## [Records provided]

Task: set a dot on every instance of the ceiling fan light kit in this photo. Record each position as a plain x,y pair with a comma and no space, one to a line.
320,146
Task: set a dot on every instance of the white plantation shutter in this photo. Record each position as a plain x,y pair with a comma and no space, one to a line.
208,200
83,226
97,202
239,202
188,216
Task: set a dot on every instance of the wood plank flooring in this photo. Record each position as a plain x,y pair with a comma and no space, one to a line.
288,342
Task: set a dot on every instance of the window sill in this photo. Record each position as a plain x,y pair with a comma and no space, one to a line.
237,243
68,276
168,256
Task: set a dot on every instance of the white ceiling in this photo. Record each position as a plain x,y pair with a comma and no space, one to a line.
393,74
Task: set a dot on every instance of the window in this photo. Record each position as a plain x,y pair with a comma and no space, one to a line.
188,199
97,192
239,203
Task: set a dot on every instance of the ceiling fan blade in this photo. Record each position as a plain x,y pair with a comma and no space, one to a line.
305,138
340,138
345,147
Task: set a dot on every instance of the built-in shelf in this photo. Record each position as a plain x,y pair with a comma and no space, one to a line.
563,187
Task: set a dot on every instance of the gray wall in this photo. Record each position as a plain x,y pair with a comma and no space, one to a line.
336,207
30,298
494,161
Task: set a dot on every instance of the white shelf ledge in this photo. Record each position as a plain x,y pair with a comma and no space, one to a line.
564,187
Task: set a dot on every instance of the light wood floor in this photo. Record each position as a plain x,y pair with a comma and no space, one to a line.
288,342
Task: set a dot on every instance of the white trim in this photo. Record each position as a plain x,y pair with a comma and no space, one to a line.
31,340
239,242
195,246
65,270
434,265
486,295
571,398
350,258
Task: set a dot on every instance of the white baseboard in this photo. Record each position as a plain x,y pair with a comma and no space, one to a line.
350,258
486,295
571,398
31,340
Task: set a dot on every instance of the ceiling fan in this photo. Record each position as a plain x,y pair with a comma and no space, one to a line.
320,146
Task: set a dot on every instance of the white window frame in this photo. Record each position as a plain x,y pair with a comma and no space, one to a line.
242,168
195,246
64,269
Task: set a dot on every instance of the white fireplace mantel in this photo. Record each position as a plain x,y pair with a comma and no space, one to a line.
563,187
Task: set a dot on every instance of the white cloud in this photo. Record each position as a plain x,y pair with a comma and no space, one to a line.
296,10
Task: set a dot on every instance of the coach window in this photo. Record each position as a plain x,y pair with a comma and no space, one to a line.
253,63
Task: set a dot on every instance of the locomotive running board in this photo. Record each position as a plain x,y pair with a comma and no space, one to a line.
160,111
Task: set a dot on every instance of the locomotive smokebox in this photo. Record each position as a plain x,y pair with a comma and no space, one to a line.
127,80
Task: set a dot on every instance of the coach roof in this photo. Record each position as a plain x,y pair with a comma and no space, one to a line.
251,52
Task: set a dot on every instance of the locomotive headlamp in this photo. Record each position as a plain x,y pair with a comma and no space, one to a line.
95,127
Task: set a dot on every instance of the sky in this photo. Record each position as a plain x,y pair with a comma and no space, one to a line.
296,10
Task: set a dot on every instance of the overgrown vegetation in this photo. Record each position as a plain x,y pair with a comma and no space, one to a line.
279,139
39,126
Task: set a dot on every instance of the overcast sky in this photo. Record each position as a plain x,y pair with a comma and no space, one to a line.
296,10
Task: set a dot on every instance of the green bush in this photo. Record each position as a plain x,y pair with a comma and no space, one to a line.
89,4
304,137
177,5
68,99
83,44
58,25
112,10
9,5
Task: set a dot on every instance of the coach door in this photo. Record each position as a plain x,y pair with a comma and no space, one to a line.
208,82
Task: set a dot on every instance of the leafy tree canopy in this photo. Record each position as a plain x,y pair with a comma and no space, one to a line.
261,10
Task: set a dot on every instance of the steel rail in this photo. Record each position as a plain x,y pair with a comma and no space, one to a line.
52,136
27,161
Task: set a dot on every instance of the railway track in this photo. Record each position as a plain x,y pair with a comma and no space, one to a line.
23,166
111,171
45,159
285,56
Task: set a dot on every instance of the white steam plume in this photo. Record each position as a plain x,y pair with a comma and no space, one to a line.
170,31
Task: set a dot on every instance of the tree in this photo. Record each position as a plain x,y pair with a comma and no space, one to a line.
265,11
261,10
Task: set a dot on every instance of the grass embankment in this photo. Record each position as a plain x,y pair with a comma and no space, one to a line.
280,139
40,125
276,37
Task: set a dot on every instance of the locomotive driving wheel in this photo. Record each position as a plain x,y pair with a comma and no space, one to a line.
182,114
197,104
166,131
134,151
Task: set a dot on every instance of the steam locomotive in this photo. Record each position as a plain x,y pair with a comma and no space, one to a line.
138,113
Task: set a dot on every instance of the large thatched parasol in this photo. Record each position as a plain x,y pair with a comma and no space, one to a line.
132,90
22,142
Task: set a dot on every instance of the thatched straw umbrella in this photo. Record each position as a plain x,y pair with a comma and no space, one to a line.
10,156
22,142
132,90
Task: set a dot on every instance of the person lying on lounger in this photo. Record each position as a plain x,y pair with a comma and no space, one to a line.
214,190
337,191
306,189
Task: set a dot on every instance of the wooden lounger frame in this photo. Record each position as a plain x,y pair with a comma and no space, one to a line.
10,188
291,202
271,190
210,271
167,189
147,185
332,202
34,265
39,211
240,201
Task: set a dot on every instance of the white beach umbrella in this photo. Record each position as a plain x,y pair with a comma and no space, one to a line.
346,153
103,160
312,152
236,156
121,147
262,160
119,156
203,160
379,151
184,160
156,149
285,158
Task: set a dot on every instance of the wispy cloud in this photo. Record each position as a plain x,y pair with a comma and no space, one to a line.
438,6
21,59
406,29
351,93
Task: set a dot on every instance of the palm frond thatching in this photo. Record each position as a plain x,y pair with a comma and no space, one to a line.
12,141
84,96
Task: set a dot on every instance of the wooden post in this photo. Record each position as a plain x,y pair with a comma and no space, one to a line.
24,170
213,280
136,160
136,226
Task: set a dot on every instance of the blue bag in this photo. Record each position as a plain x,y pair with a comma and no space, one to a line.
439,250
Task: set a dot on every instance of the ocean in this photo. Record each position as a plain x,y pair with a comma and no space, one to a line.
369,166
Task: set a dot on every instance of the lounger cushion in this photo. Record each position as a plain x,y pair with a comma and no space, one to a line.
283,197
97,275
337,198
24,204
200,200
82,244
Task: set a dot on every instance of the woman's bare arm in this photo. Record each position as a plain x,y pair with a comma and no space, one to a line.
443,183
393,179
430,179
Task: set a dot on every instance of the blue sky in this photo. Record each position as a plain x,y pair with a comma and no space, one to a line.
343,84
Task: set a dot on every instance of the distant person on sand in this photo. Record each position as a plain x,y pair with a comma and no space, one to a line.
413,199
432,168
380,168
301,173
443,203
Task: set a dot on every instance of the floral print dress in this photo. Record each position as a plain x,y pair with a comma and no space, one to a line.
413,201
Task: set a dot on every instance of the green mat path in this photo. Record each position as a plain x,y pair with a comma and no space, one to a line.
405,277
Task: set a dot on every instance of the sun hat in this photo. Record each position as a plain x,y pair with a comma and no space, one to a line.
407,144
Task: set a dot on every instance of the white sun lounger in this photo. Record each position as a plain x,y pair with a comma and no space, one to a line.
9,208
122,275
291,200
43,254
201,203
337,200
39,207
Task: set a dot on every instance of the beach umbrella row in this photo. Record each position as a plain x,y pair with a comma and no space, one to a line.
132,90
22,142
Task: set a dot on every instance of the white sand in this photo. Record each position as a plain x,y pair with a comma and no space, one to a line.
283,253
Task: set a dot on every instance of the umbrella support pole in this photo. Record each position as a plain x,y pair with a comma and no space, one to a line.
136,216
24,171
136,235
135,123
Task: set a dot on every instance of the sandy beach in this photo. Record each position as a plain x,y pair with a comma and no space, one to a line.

## [How to complete this task]
The records above must be transcribed in full, word for word.

## [Problem solution]
Task: set a dot on every instance of the ceiling fan light kit in this photo. Record each position as a plain x,y pair with a comma and no space, one to a line.
320,146
Task: set a dot on every instance of the white plantation shutter in this photo. Record each position as a plain x,y pair with a comma and no space, one to a line.
208,200
83,226
97,202
239,202
188,216
Task: set a dot on every instance of the wood plank flooring in this photo. Record each position as a plain x,y pair with a comma and no space, one to a line.
288,342
Task: set a dot on every instance of the window sill in this photo. Record each position as a plain x,y pair with a comma and no space, one to a line.
237,243
68,276
168,256
Task: set a dot on every instance of the white ceiling in this photo. Record each position as a plain x,y pair with a comma and no space, one to a line.
393,74
Task: set a dot on every instance of the window in this photo. Record each position as a plain x,y pair with a comma and no space, one to a line.
188,199
97,192
239,203
Task: set a dot on every instance of the ceiling fan blade in this photo. Record each position as a plain x,y pair with a comma and no space, one to a line.
305,138
340,138
345,147
Task: set a dot on every instance of the built-in shelf in this photo. Record each position as a plain x,y pair with a comma and no space, one to a line.
563,187
Task: set a dot on every instance of the gray wall in this photo. Record each position as a plain x,y pair with a comma and no space, one to a line.
336,207
30,298
494,161
Task: set a dot on every instance of the white shelf ledge in this photo. Record each position as a plain x,y pair with a comma and no space, one to a line.
564,187
Task: set a dot on every instance of the light wood floor in this photo. Record each position as a plain x,y pair with a comma and no space, one to a line.
288,342
Task: set a dot on every instance of the white trim in this photo. Record each position as a plain x,y pair with a comma and no space, one to a line.
31,340
239,242
195,246
65,270
434,265
486,295
571,398
350,258
Task: set a dot on every instance of the white baseboard in this photo. Record each position as a plain x,y pair with a comma and no space, one to a line.
350,258
486,295
571,398
31,340
Task: set a dot on every instance of the ceiling fan in this photo. Record each position as a plain x,y pair with a comma and no space, one to a line.
320,146
Task: set a dot on every instance of the white window frame in this photo. Record each position as a plain x,y pair with a comma and no space, one to a line.
242,168
195,246
64,269
Task: set a dot on every instance of the white fireplace mantel in this photo. Record each position as a plain x,y pair with a comma and no space, one to a line.
563,187
Task: set a dot on every instance of the white cloud in this photo. Record each position as a plain x,y pair with a comma and no space, one to a line.
296,10
Task: set a dot on every instance of the coach window in this photo. Record each position as a plain x,y pair with a comma and no space, one to a line.
253,63
Task: set a dot on every instance of the locomotive running board in this photo. Record each position as a plain x,y pair with a comma and no space, one to a line.
160,111
Task: set a dot on every instance of the locomotive smokebox in this photo. Record each position as a plain x,y pair with a comma and no space, one to a line.
127,80
Task: set a dot on every instance of the coach roof in this photo. Record each position as a plain x,y pair with a comma and no space, one to a line.
251,52
Task: set a dot on every instance of the locomotive headlamp in this photo. Record each position as a plain x,y pair with a comma and no space, one to a line.
95,127
Task: set a dot on every instance of the sky in this photo. Record each position as a plain x,y pair with a comma and no space, one to a line.
296,10
Task: set a dot on every instance of the overgrown vegetation in this photo. Record each position as a plain x,y pair with a comma and no space, one to a line.
279,139
39,126
Task: set a dot on every instance of the overcast sky in this photo. Record each position as a plain x,y pair with a comma and no space, one to a line.
296,10
Task: set a dot on every instance of the green bush in this photo. Record each position as a plain x,y pair with a comma and no space, one to a line.
89,4
304,137
177,5
68,99
83,44
58,25
112,10
9,5
Task: set a dot on every instance of the coach door in this photo. Record each position as a plain x,y pair with a comma and no space, one to a line.
208,82
Task: set a dot on every instance of the leafy tree canopy in this photo. Record each position as a plain x,y pair with a comma and no space, one to a line.
261,10
Task: set a dot on every instance of the steel rail in this photo. Record each position as a plain x,y pair with a comma and no space, one to a line.
52,136
27,161
Task: set a dot on every instance of the railway track in this photo. Record each position as a plain x,y pair with a comma and no space, one to a line.
23,166
111,171
45,159
285,56
Task: set a dot on every instance of the white steam plume in this photo. Record each position as a plain x,y pair with a comma and no space, one to a line.
170,31
Task: set a dot on every instance of the tree in this photo. Record each position as a plain x,y pair with a comma and no space, one to a line.
265,11
261,10
Task: set a dot on every instance of the grass embankment in this photo. Record each position as a plain x,y pair with a comma and no space, one to a line.
280,139
40,125
276,37
Task: set a dot on every instance of the locomotive driving wheel in this photo. Record each position as a plain x,y pair with a comma and no space, one to a line.
182,114
197,104
166,131
134,151
Task: set a dot on every instance of the steam locomotive in this photo. Record each position as a plain x,y pair with a comma and no space, one to a line.
138,113
Task: set a dot on every instance of the large thatched parasol in this photo. Record each position as a plain x,y pair with a comma and no space, one to a line.
132,90
22,142
Task: set a dot on every instance of the thatched straw umbrella in this photo. Record each position as a plain x,y pair with a comma and no space, one to a line.
10,156
22,142
132,90
Task: set a dot on every instance of the person lying on lounger in this photo. Record each position as a plain x,y pair with a comma and no space, one to a line.
214,190
337,191
306,189
Task: set a dot on every instance of the wooden lounger frame in this photo. Record each position as a plain x,y pair with a comma and no space, one to a line.
10,188
291,202
271,190
210,271
167,189
147,185
332,202
34,265
39,211
240,201
Task: set a dot on every instance of the white beach umbrella in this photo. Record each position as a plain x,y pair with a comma and no space, one to a line.
346,153
103,160
312,152
236,156
121,147
262,160
119,156
203,160
379,151
184,160
156,149
285,158
Task: set a dot on every instance of the wispy cloud in this photo. Record each position as a plain x,y pair with a comma and no space, one to a line.
438,6
21,59
406,29
351,93
Task: set a dot on every instance of the palm frond thatching in this photo. Record each position as a plain x,y pair with a comma and no space, one to a line.
12,141
84,96
Task: set a dot on every instance of the wooden post in this photo. Record each position as a plain x,y pair with a comma and no space, one to a line.
24,170
213,280
136,160
136,226
Task: set a dot on every instance of the blue bag in this photo. Record each position as a plain x,y pair with a comma and no space, one to a line.
439,250
Task: set a dot on every instance of the ocean in this photo. Record each position as a plain x,y pair with a comma and no space, one to a line.
369,166
Task: set a dot on every instance of the lounger cushion in this photo. Record each position as a plain x,y pair with a comma and no space, one to a line.
283,197
97,275
337,198
24,204
200,200
82,244
Task: set a dot on every instance of the woman's bare arm in this photo. Record each position as a plain x,y pair with a comma and no space, one to a line.
443,183
393,179
430,179
Task: set a dot on every instance of the blue sky in this photo. Record each position as a plain x,y pair with a comma and no space, one to a line.
343,84
Task: set a dot on every instance of the distant person on sand in this photo. Record each position as a plain x,y pair with a comma and no space, one to a line.
413,199
432,168
380,168
301,173
443,203
Task: set a dot on every instance of the floral print dress in this photo. Record each position as a plain x,y pair with a comma and no space, one to a line.
413,201
Task: set a dot on every instance of the green mat path in this photo. Record each position as a plain x,y pair with a comma and no space, one to a line.
405,277
Task: set a dot on every instance of the sun hat in this photo. Record each position as a plain x,y pair with a comma and no space, one to a line.
407,144
Task: set a dot on every instance of the white sun lounger in this photo. Record each position as a plain x,y pair with a comma and no space, one to a line.
9,208
122,275
291,200
43,254
201,203
337,200
39,207
Task: set a dot on every instance of the beach umbrella row in this photo. Record each position as a plain x,y pair with a comma and no space, one to a line.
132,90
22,142
Task: set a dot on every instance of the white sand in this photo. Record each position as a plain x,y pair with a comma and no space, one to a line.
283,253
Task: set a dot on every instance of the umbrella support pole in this photo. Record each position as a plain x,y pair with a comma and no space, one to a line.
136,216
24,171
136,235
135,123
Task: set a dot on every instance of the sandy beach in this photo. Record each position as a plain x,y pair with a comma and no space, one to a line.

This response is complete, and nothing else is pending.